= Beginning of Section =

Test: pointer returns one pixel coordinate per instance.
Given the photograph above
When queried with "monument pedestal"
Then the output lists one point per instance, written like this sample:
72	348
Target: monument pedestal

= End of Section =

Would you show each line of the material above that contains the string "pedestal"?

→ **Completed task**:
When queried with "monument pedestal"
Target: monument pedestal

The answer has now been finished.